> _PROBLEM TO WORK ON_:
Would you print all of the entries word for word?

> _EXTRACTED DATA_:
..........
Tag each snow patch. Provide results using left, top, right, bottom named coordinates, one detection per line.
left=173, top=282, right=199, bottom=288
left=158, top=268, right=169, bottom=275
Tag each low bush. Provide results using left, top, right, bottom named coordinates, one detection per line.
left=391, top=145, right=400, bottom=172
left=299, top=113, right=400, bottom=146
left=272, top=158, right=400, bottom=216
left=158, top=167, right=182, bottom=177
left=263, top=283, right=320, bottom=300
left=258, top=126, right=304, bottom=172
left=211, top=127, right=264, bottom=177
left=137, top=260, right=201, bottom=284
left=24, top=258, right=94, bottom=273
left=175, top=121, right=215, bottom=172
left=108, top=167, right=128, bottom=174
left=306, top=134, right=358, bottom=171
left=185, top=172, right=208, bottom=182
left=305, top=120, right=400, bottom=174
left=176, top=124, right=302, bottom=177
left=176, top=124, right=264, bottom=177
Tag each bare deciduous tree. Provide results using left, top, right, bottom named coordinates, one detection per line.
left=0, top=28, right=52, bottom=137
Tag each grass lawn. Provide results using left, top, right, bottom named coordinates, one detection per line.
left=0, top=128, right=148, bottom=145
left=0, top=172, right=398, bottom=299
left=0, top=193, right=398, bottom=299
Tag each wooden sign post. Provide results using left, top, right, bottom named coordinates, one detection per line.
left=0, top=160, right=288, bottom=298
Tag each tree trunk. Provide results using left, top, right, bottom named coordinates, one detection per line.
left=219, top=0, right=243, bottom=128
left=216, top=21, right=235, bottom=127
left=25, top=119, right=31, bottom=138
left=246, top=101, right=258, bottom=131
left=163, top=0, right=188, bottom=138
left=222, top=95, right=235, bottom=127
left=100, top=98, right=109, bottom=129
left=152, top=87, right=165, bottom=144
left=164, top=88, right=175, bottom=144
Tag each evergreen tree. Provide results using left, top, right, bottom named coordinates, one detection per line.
..........
> _REPLY TO THE TASK_:
Tag each snow patch. Provide results using left, top, right, bottom named coordinates, one detection per line.
left=173, top=282, right=199, bottom=288
left=158, top=268, right=169, bottom=275
Tag each low bush. Provide results using left, top, right, bottom named coordinates, one detection per line.
left=391, top=145, right=400, bottom=172
left=299, top=113, right=400, bottom=146
left=272, top=158, right=400, bottom=216
left=158, top=167, right=182, bottom=177
left=263, top=283, right=320, bottom=300
left=258, top=126, right=304, bottom=172
left=211, top=127, right=264, bottom=177
left=137, top=260, right=201, bottom=284
left=24, top=258, right=94, bottom=273
left=175, top=121, right=215, bottom=172
left=108, top=167, right=128, bottom=174
left=306, top=134, right=358, bottom=171
left=185, top=172, right=208, bottom=182
left=305, top=120, right=400, bottom=174
left=176, top=124, right=302, bottom=177
left=176, top=124, right=264, bottom=177
Tag each bare deciduous tree. Provide results using left, top, right, bottom named coordinates, one detection per line.
left=0, top=28, right=52, bottom=137
Tag each grass lawn. Provide results using left, top, right, bottom named coordinates, one detection per line.
left=0, top=128, right=148, bottom=145
left=0, top=172, right=398, bottom=299
left=0, top=193, right=398, bottom=299
Tag each wooden sign post. Provide results using left, top, right, bottom named coordinates, one detection per line.
left=0, top=160, right=288, bottom=298
Tag each tree trunk. Provide results using left, top, right, bottom named coordinates, one detection per line.
left=219, top=0, right=243, bottom=128
left=216, top=21, right=235, bottom=127
left=25, top=119, right=31, bottom=138
left=246, top=101, right=258, bottom=131
left=163, top=0, right=188, bottom=138
left=222, top=95, right=235, bottom=127
left=100, top=98, right=109, bottom=129
left=152, top=87, right=165, bottom=144
left=164, top=88, right=175, bottom=144
Tag each evergreen tree. Provide results using left, top, right, bottom named coordinates, one detection per line.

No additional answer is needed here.